Information given START

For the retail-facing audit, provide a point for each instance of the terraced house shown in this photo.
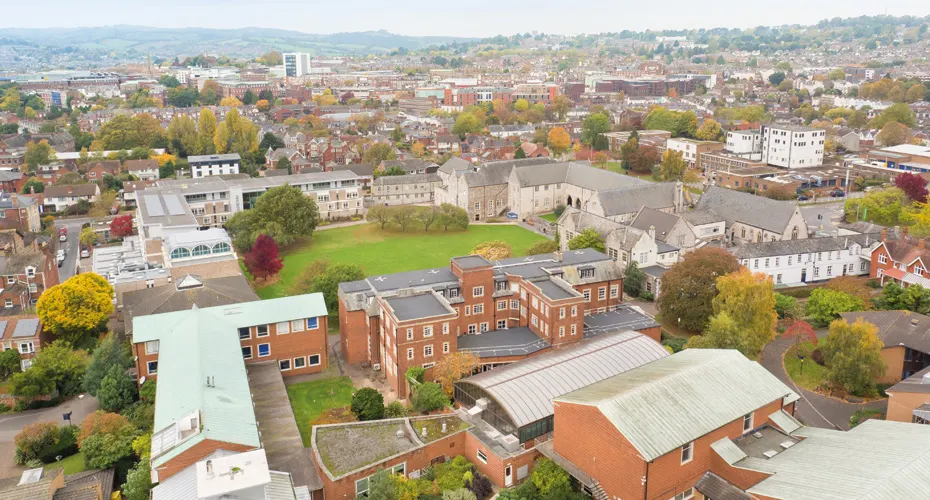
(502, 311)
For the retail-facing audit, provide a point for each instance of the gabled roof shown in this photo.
(757, 211)
(668, 403)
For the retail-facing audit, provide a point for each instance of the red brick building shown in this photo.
(501, 311)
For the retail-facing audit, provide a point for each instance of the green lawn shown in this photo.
(310, 399)
(551, 217)
(808, 374)
(384, 252)
(72, 464)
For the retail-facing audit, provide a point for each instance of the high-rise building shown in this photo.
(296, 63)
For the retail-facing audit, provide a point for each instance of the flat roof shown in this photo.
(423, 305)
(519, 341)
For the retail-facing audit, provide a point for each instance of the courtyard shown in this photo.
(388, 251)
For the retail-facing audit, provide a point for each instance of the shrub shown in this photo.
(395, 409)
(35, 440)
(368, 404)
(429, 396)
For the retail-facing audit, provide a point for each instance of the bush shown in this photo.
(395, 409)
(429, 396)
(368, 404)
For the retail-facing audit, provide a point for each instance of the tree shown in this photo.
(109, 352)
(121, 226)
(589, 238)
(378, 153)
(466, 123)
(547, 246)
(853, 356)
(899, 112)
(493, 250)
(429, 396)
(77, 307)
(40, 153)
(673, 166)
(825, 305)
(558, 140)
(710, 130)
(88, 236)
(262, 261)
(452, 367)
(744, 314)
(138, 482)
(206, 129)
(452, 216)
(282, 212)
(9, 363)
(323, 277)
(633, 279)
(893, 134)
(689, 287)
(102, 450)
(367, 404)
(593, 126)
(117, 389)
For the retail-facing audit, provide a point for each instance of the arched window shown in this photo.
(180, 253)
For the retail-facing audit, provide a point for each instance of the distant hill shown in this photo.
(233, 42)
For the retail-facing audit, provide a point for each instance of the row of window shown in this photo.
(282, 328)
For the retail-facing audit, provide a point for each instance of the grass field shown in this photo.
(72, 464)
(310, 399)
(383, 252)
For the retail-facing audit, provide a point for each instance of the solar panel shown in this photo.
(152, 205)
(173, 204)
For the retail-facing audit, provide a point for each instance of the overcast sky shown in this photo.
(445, 17)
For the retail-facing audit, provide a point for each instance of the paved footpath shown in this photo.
(813, 409)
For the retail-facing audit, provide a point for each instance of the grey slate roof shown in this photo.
(518, 341)
(757, 211)
(796, 247)
(526, 389)
(895, 328)
(668, 403)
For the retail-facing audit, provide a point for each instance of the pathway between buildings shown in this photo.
(813, 409)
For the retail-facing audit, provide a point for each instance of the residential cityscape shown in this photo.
(669, 264)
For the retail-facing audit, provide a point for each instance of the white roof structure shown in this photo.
(668, 403)
(525, 390)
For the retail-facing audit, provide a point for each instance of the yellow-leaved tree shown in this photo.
(76, 308)
(744, 314)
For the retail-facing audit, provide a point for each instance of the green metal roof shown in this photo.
(670, 402)
(199, 343)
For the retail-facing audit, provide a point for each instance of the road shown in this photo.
(72, 246)
(12, 423)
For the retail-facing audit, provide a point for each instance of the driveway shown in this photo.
(12, 423)
(813, 409)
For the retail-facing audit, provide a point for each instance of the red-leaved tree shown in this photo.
(121, 226)
(263, 261)
(913, 185)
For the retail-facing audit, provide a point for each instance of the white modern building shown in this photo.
(296, 64)
(795, 262)
(745, 143)
(207, 165)
(792, 147)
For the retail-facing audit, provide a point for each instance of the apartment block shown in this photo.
(290, 331)
(792, 147)
(501, 311)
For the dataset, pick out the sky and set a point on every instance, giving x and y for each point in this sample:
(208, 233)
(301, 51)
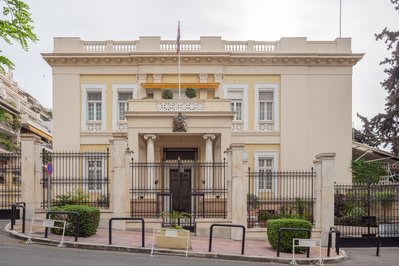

Information given END

**Task**. Hand back the records above exactly, leaving out every picture.

**Solution**.
For the retail-facing audit, provide a point for each instance of the terraced house shown in this photo.
(502, 311)
For the retail-facing audit, provide a point for each instance of the gabled roof shown in this photo.
(757, 211)
(668, 403)
For the retail-facing audit, provide a point for each instance of the red brick building shown in this photo.
(501, 311)
For the retail-facing audit, provide a point for each instance of the green lawn shown in this photo.
(310, 399)
(551, 217)
(808, 374)
(384, 252)
(72, 464)
For the retail-facing audit, provide a point for each instance of the high-rise building shown in this photo.
(296, 63)
For the retail-facing audit, provide a point for each instance of the flat roof shown in this photo.
(423, 305)
(519, 341)
For the retail-facing audit, provide a point for each instance of the courtyard shown in this photo.
(388, 251)
For the retail-facing audit, provide a point for each instance of the shrub shown in this photo.
(395, 409)
(35, 440)
(368, 404)
(429, 396)
For the retail-facing audit, provide a point for each instance of the bush shown in this photo.
(395, 409)
(429, 396)
(368, 404)
For the retail-facing audit, provide a point for each instance of the tree shown in this photo.
(109, 352)
(121, 226)
(589, 238)
(378, 153)
(466, 123)
(547, 246)
(853, 356)
(899, 112)
(493, 250)
(429, 396)
(77, 307)
(40, 153)
(673, 166)
(825, 305)
(558, 140)
(710, 130)
(88, 236)
(262, 261)
(452, 367)
(744, 314)
(138, 482)
(206, 129)
(452, 216)
(282, 212)
(9, 363)
(323, 277)
(633, 279)
(893, 134)
(689, 287)
(102, 450)
(367, 404)
(593, 126)
(117, 389)
For the retail-facing audit, provide a point for each instance of the arched window shown in this photo.
(180, 253)
For the retail-facing audit, provide a point for each instance of the distant hill shown in this photo.
(233, 42)
For the retail-facing audit, provide a point for each instance of the row of window shown in this photo.
(282, 328)
For the retail-facing audit, provide a point for each instance of the grass field shown in this photo.
(72, 464)
(310, 399)
(383, 252)
For the retail-facing audit, provide a point for each instance of the solar panel shown in this photo.
(152, 205)
(173, 204)
For the retail-facing audit, provide a point for each instance of the overcast sky shown in this photo.
(445, 17)
For the retail-facing audit, provide a point for each instance of the paved footpath shown in this photo.
(813, 409)
For the retail-facing audit, provide a point for each instance of the grey slate roof shown in this photo.
(518, 341)
(757, 211)
(796, 247)
(526, 389)
(895, 328)
(668, 403)
For the retail-facing audit, provide a point for each instance of the pathway between buildings shown in this photo.
(813, 409)
For the retail-facing audit, provide a point for each instance of the residential cityscape shown in this photo.
(669, 264)
For the retail-facing audit, provide a point for each instance of the white roof structure shown in this photo.
(668, 403)
(525, 390)
For the retail-facing audit, provide a point for each instance of the yellow-leaved tree shown in this photo.
(76, 308)
(744, 314)
For the retail-facing audit, provide a point for each instance of the green metal roof shown in this photo.
(670, 402)
(199, 343)
For the retail-facing audit, provide a point for each instance of the road shown in this photo.
(72, 246)
(12, 423)
For the retail-facing audit, provide a point for each instance of the driveway shown in this photo.
(12, 423)
(813, 409)
For the retail-facing audit, provide a point for each instance of the red-leaved tree shown in this photo.
(121, 226)
(263, 261)
(913, 185)
For the retail-facing audit, provide a point for each instance of the white modern building shown in this photo.
(296, 64)
(795, 262)
(745, 143)
(207, 165)
(792, 147)
For the retail-facing audit, provide a point for each instance of the apartment block shown in this photo.
(290, 331)
(792, 147)
(501, 311)
For the dataset, pick out the sky and set a point on every instance, giving x and y for each point in this sample:
(208, 233)
(301, 51)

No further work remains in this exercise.